▶ Prompt A
How would you translate this sentence from the ECB rate decision text into Spanish: "Policy recalibration is complemented by balance sheet normalisation."
▶ Prompt B
Could you carry the ECB rate decision text forward from its last sentence?

▶ Provided text
+---+

Consensus | Consensus Range | Actual | Previous | |
---|---|---|---|---|
Refi Rate Change | -25bp | -25bp to -25bp | -25bp | -25bp |
Refi Rate Level | 3.15% | 3.15% to 3.15% | 3.15% | 3.40% |
Deposit Rate Change | -25bp | -25bp to -25bp | -25bp | -25bp |
Deposit Rate Level | 3.0% | 3.0% to 3.0% | 3.0% | 3.25% |
Highlights
Financing conditions are easing, enabling cheaper borrowing, yet restrictive policies persist, with past rate hikes still influencing credit dynamics. Economic growth forecasts remain subdued, with a mere 0.7 percent rate expected in 2024. The ECB anticipates recovery driven by rising real incomes and fading effects of monetary tightening, though near-term recovery appears fragile.
Policy recalibration is complemented by balance sheet normalisation. The winding down of the Pandemic Emergency Purchase Programme (PEPP) and the Asset Purchase Programme (APP) reflects confidence in stabilising markets, albeit with cautious flexibility. The ECB's data-driven approach underscores adaptability, avoiding pre-commitment to rate paths.

+---+

▶ Data for review
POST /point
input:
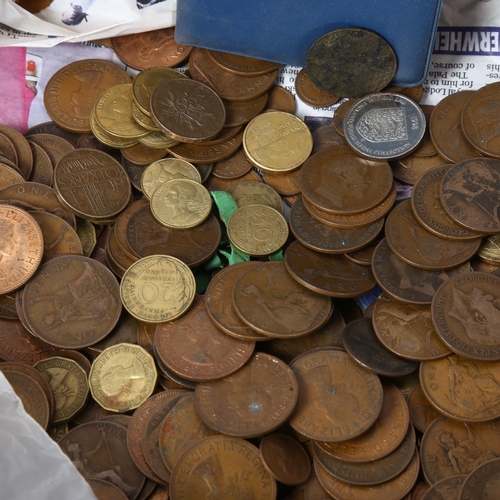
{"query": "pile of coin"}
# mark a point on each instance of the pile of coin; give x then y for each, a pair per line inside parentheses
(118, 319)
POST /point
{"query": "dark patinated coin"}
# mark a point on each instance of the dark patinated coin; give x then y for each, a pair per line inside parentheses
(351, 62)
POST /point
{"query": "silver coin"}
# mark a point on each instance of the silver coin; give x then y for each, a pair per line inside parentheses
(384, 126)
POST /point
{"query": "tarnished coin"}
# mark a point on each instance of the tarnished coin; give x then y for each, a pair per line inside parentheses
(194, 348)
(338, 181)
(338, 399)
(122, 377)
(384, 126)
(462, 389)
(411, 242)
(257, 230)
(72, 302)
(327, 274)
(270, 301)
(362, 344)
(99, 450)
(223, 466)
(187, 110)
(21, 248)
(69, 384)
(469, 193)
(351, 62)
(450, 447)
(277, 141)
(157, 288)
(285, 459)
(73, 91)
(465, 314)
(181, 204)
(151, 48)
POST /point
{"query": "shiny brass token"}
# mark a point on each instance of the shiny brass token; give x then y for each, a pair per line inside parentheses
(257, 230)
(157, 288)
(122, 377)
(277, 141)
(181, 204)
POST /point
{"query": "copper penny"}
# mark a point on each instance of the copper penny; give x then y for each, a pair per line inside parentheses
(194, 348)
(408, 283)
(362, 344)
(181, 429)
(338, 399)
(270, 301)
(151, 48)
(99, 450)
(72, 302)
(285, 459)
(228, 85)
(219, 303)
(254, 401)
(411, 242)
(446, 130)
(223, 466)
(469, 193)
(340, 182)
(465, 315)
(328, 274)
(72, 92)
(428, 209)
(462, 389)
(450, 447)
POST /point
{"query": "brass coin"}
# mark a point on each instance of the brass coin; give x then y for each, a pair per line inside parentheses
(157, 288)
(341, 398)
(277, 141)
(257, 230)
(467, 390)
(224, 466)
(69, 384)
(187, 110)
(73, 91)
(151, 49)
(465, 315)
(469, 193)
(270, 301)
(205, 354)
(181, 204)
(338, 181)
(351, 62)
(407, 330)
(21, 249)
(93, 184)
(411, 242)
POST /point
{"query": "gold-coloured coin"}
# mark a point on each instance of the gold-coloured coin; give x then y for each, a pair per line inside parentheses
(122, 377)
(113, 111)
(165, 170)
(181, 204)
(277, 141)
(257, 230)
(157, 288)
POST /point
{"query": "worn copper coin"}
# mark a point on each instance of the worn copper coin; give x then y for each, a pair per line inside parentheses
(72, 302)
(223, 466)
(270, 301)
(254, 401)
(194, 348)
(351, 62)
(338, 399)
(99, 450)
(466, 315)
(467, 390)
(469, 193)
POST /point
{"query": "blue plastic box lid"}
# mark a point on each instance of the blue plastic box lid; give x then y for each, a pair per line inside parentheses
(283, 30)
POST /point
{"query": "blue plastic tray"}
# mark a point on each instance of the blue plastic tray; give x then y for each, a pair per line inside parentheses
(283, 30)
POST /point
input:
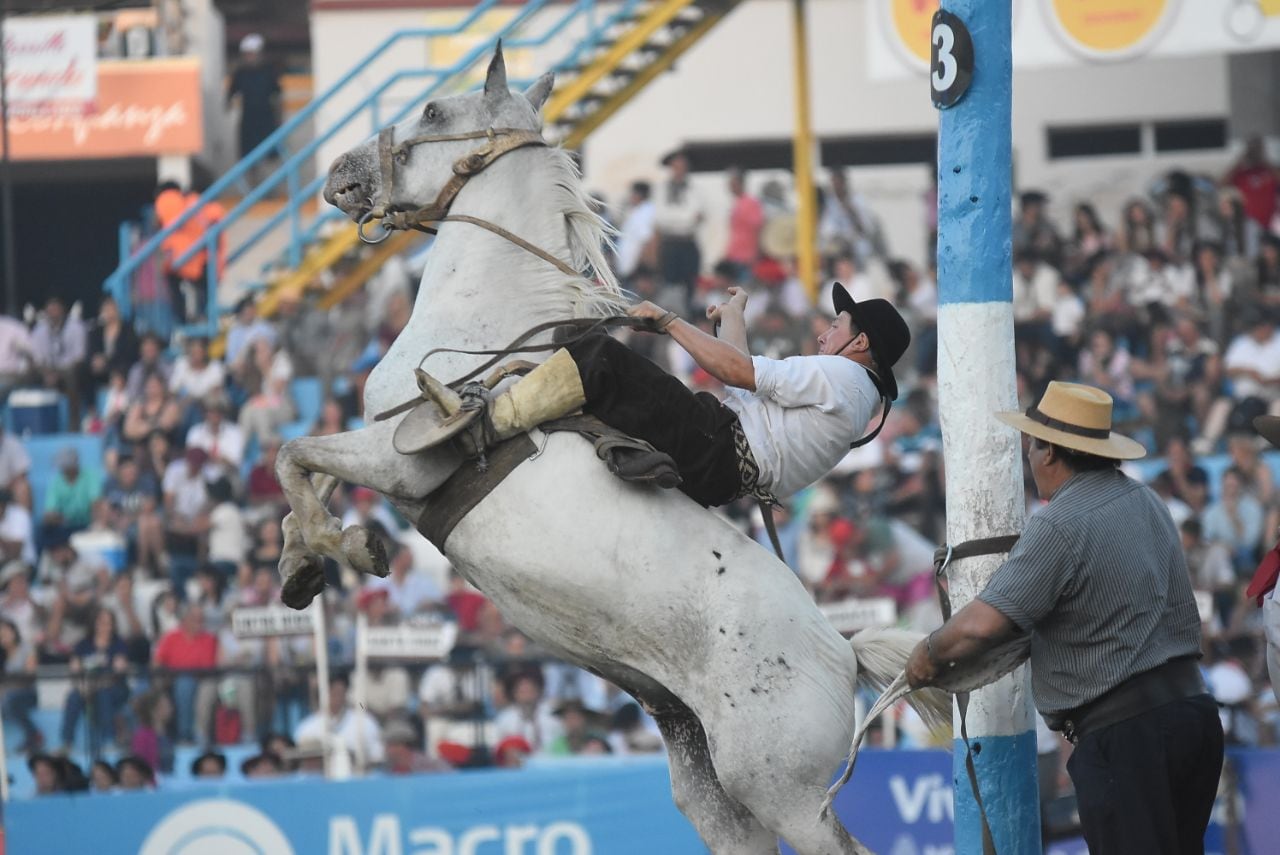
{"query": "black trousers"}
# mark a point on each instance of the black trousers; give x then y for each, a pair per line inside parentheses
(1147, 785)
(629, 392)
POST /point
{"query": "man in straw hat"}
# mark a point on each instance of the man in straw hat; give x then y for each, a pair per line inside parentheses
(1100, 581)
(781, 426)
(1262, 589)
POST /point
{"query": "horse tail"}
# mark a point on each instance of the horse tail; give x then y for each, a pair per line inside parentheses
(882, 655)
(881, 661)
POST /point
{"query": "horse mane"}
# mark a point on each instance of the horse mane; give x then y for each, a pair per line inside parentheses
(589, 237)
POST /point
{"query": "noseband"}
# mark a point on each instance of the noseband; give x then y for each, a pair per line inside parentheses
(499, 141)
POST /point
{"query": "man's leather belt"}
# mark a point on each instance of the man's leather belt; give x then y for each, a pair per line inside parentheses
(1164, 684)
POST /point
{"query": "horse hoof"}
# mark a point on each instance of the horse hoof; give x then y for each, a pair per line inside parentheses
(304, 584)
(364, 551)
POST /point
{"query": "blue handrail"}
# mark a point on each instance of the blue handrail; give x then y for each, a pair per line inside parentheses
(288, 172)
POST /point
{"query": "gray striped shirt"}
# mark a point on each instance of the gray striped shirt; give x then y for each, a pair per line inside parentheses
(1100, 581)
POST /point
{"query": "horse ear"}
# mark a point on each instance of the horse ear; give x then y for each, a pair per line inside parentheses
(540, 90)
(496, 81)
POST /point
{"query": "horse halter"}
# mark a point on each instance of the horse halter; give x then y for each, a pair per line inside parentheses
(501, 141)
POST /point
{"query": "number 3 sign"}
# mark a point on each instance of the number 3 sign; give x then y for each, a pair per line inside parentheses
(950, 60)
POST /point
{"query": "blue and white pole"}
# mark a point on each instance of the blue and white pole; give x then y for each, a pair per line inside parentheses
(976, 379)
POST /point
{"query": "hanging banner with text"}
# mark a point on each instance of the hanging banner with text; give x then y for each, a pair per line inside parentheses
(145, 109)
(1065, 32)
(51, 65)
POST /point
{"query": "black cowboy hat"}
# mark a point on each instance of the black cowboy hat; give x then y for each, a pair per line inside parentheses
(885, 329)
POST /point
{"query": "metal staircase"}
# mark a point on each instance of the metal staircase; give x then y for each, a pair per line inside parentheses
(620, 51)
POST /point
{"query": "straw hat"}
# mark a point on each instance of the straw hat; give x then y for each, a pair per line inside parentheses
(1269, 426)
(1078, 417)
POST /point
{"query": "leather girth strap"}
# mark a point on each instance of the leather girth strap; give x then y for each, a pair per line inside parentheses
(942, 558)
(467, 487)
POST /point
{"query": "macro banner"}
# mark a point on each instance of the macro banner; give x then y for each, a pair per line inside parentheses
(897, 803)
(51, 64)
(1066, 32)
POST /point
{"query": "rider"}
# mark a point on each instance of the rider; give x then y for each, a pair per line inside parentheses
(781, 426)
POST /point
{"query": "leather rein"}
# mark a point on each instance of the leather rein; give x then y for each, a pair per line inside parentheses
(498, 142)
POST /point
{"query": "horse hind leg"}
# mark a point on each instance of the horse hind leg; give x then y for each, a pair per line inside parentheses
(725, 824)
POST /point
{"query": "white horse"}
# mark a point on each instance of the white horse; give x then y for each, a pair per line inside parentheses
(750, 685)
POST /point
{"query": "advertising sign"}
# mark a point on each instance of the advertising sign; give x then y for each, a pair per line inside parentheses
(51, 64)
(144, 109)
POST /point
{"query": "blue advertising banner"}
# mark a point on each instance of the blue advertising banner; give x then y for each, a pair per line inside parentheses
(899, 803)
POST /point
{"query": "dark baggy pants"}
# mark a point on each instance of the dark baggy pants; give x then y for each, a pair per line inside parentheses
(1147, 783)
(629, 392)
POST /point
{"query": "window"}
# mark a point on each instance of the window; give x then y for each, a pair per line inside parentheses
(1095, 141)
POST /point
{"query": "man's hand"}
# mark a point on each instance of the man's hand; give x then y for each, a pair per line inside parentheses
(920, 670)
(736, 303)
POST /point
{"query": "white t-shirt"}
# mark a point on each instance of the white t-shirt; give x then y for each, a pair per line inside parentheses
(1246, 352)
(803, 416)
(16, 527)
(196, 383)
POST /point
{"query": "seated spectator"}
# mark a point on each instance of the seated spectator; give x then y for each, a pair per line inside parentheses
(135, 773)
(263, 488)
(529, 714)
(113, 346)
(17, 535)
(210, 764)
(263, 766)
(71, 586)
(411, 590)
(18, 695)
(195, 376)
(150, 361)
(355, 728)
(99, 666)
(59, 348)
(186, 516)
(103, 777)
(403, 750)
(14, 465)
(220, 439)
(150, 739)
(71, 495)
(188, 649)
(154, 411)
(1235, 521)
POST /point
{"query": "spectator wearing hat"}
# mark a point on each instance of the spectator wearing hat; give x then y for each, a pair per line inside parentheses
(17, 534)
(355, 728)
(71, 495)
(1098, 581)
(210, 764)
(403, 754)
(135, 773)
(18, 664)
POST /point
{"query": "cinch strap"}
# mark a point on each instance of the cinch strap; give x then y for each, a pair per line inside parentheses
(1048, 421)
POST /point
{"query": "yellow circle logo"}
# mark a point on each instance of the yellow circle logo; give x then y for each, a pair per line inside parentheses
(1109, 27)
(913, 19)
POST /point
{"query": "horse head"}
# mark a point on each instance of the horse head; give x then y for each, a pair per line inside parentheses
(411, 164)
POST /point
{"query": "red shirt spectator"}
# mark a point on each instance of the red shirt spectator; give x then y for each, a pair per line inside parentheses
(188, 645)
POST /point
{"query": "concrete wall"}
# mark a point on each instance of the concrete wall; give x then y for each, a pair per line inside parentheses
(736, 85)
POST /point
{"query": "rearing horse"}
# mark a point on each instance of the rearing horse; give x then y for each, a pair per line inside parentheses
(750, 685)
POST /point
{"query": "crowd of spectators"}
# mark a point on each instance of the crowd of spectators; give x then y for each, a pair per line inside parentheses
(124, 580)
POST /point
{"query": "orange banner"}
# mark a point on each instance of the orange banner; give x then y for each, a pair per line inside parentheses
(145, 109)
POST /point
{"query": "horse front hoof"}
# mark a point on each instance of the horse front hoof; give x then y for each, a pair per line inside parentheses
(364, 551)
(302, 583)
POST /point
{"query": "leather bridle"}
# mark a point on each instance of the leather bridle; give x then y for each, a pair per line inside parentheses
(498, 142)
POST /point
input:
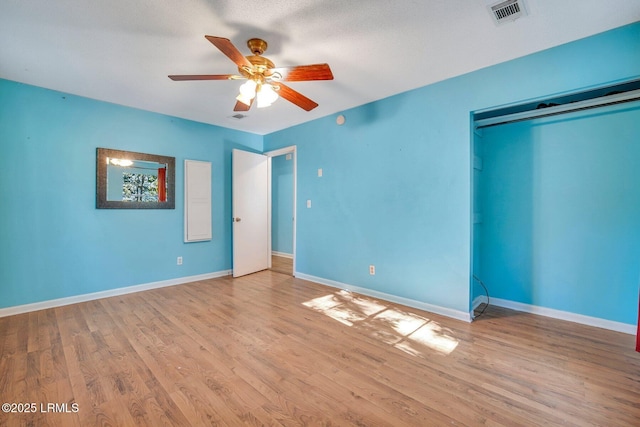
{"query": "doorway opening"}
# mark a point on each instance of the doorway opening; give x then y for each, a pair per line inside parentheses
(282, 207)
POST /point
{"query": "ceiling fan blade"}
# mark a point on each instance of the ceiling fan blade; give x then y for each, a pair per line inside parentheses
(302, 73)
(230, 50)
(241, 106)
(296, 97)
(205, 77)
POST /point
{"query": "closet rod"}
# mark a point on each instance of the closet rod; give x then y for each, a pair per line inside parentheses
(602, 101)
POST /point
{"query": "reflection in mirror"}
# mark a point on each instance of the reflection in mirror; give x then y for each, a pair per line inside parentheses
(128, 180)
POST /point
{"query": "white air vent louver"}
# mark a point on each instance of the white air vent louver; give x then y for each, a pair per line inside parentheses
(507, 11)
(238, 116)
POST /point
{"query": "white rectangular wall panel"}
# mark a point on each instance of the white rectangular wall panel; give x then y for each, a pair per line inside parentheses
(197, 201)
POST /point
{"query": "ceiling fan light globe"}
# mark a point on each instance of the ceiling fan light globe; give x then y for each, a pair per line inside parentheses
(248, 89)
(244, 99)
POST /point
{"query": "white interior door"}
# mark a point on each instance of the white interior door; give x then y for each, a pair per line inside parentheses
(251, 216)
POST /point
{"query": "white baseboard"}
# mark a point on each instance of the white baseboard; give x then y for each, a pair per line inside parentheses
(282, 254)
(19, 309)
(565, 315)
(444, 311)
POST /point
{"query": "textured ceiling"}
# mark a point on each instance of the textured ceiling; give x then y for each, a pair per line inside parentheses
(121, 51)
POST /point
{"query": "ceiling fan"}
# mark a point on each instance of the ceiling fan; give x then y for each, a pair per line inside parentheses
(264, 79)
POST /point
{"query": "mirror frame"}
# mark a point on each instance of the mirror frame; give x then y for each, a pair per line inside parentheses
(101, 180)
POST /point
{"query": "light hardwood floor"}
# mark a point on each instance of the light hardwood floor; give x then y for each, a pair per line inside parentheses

+---+

▶ Exercise output A
La recalibración de la política se complementa con la normalización del balance.

▶ Exercise output B
With tools like the Transmission Protection Instrument, the ECB stands ready to counter market instability, reaffirming its commitment to price stability. This deliberate strategy signals resilience, yet the slow recovery underscores the delicate balance between inflation control and economic stimulation.
Market Consensus Before Announcement
Definition
Description
As in the United States, European market participants speculate about the possibility of an interest rate change at these meetings. If the outcome is different from expectations, the impact on European markets can be dramatic and far-reaching. The rate set by the ECB serves as a benchmark for all other interest rates in the Eurozone.
The level of interest rates affects the economy. Higher interest rates tend to slow economic activity; lower interest rates stimulate economic activity. Either way, interest rates influence the sales environment. In the consumer sector, few homes or cars will be purchased when interest rates rise. Furthermore, interest rate costs are a significant factor for many businesses, particularly for companies with high debt loads or who have to finance high inventory levels. This interest cost has a direct impact on corporate profits. The bottom line is that higher interest rates are bearish for the stock market, while lower interest rates are bullish.